------ EXTRAIT DU TEXTE
7-Notifier aux services des impôts et la Trésorerie Générale du Royaume, et le cas échéant, l’Administration des Douanes, dans un délai ne dépassant pas quinze jours de la date de sa réception des lettres recommandées envoyées par les services fiscaux aux personnes domiciliées, de l’impossibilité de les leur délivrer ;
 
8-Informer le greffier auprès du tribunal compétent et les services des impôts et la Trésorerie Générale du Royaume, et le cas échéant, l’Administration des Douanes, de la fin du contrat de domiciliation ou de sa résiliation et ce, dans un délai d’un mois à compter de la date de cessation du contrat ;
 
En cas de non-respect des obligations 4 à 8 prévues ci-dessus et sans préjudice des autres sanctions ci-dessous, le domiciliataire sera tenu solidairement responsable du paiement des impôts et des taxes dus en raison de l’activité exercée par le domicilié.
------------
------ ENTRÉES FOURNIES
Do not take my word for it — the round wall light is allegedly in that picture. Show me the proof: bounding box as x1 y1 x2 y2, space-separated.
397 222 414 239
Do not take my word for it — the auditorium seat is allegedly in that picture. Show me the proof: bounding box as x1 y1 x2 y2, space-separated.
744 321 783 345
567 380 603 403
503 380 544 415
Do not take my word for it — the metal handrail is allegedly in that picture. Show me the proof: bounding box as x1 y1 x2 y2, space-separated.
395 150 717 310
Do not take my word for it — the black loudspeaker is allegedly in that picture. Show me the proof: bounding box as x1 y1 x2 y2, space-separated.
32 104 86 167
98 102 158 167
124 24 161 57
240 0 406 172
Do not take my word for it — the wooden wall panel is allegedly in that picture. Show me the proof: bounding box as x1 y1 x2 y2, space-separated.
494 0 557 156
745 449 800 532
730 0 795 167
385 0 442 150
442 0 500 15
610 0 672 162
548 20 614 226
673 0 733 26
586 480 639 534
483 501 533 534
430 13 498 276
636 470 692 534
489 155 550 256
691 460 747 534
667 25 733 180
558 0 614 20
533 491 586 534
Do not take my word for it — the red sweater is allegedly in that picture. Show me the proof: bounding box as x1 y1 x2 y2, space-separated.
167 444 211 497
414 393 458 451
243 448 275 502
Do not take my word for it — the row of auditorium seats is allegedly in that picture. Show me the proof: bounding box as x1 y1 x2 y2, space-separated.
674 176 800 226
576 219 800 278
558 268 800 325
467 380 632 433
------------
------ ENTRÉES FOURNIES
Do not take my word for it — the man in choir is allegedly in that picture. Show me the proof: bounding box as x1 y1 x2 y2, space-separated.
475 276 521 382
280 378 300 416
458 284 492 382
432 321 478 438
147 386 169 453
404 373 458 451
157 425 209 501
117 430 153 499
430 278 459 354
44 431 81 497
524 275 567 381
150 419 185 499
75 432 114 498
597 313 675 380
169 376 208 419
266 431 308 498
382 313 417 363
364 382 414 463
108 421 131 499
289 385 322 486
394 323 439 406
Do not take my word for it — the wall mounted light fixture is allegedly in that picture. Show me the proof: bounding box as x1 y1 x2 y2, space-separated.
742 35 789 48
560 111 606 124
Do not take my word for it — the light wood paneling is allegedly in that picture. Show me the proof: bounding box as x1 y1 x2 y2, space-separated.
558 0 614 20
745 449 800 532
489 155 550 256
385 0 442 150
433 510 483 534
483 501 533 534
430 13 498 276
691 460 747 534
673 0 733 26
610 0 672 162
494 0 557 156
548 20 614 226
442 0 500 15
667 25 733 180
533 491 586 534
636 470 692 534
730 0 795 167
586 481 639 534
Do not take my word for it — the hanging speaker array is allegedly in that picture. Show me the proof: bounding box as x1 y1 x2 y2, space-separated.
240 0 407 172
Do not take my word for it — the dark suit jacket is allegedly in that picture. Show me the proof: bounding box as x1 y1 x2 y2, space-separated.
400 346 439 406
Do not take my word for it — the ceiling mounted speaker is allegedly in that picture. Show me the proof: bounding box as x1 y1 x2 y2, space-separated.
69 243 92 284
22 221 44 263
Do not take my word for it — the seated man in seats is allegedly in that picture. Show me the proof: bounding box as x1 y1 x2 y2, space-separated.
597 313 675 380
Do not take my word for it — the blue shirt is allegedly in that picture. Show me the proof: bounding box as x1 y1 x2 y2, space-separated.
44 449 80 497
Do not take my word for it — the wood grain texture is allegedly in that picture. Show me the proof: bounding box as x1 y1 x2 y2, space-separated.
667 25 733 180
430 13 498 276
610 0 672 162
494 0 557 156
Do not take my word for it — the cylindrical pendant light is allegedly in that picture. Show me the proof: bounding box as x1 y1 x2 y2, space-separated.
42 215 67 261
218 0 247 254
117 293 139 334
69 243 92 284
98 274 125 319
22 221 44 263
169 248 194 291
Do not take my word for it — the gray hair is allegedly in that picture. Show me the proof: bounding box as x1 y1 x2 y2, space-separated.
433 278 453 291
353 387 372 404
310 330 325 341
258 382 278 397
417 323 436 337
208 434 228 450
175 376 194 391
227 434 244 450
------------
- _TRAVAIL À FAIRE_
[1] D'après l'extrait du texte, dans quel délai le domiciliataire doit-il informer le greffier de la fin du contrat de domiciliation ?
[2] Traduisez en anglais cette phrase de l'extrait du texte : « En cas de non-respect des obligations 4 à 8 prévues ci-dessus et sans préjudice des autres sanctions ci-dessous, le domiciliataire sera tenu solidairement responsable du paiement des impôts et des taxes dus en raison de l'activité exercée par le domicilié. »
[3] Recopiez l'extrait du texte à partir de « En cas de non-respect » jusqu'à « par le domicilié. » inclus.

- _LISTE DES RÉPONSES_
[1] Dans un délai d'un mois à compter de la date de cessation du contrat.

[2] In the event of non-compliance with obligations 4 to 8 provided for above, and without prejudice to the other penalties below, the domiciliary shall be held jointly and severally liable for the payment of the taxes and duties owed by reason of the activity carried out by the domiciled party.

[3]
En cas de non-respect des obligations 4 à 8 prévues ci-dessus et sans préjudice des autres sanctions ci-dessous, le domiciliataire sera tenu solidairement responsable du paiement des impôts et des taxes dus en raison de l’activité exercée par le domicilié.